DIRECTIONS FOR THIS TASK >> What is the number of lines in these entries that include "background"? Write that number and no other text.

[Dataset records]
--------------------------------------------------

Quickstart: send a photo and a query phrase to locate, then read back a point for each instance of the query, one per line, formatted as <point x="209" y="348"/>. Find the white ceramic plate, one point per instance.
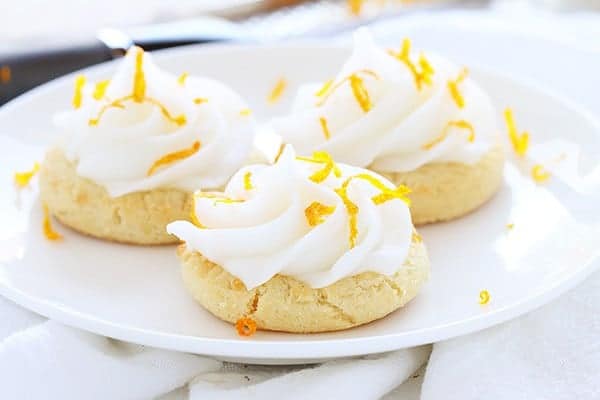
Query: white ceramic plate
<point x="135" y="293"/>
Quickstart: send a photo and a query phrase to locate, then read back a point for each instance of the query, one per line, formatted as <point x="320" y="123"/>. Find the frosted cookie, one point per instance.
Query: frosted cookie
<point x="134" y="148"/>
<point x="418" y="119"/>
<point x="304" y="245"/>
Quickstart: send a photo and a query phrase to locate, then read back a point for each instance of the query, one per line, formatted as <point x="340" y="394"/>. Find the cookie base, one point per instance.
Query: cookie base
<point x="135" y="218"/>
<point x="289" y="305"/>
<point x="444" y="191"/>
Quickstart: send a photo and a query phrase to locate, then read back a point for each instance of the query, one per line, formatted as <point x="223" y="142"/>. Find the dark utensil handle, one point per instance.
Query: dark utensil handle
<point x="20" y="72"/>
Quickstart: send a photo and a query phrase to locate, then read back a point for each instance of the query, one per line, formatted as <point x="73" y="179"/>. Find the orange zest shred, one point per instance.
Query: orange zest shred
<point x="401" y="192"/>
<point x="50" y="233"/>
<point x="322" y="157"/>
<point x="351" y="209"/>
<point x="245" y="326"/>
<point x="484" y="297"/>
<point x="539" y="173"/>
<point x="172" y="157"/>
<point x="360" y="92"/>
<point x="139" y="78"/>
<point x="325" y="88"/>
<point x="461" y="124"/>
<point x="520" y="142"/>
<point x="316" y="213"/>
<point x="248" y="181"/>
<point x="453" y="88"/>
<point x="182" y="78"/>
<point x="78" y="95"/>
<point x="138" y="95"/>
<point x="423" y="72"/>
<point x="100" y="89"/>
<point x="277" y="90"/>
<point x="22" y="178"/>
<point x="416" y="238"/>
<point x="357" y="86"/>
<point x="325" y="127"/>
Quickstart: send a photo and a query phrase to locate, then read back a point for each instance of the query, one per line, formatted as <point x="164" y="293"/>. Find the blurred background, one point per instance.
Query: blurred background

--------------------------------------------------

WRITTEN SOLUTION >> 2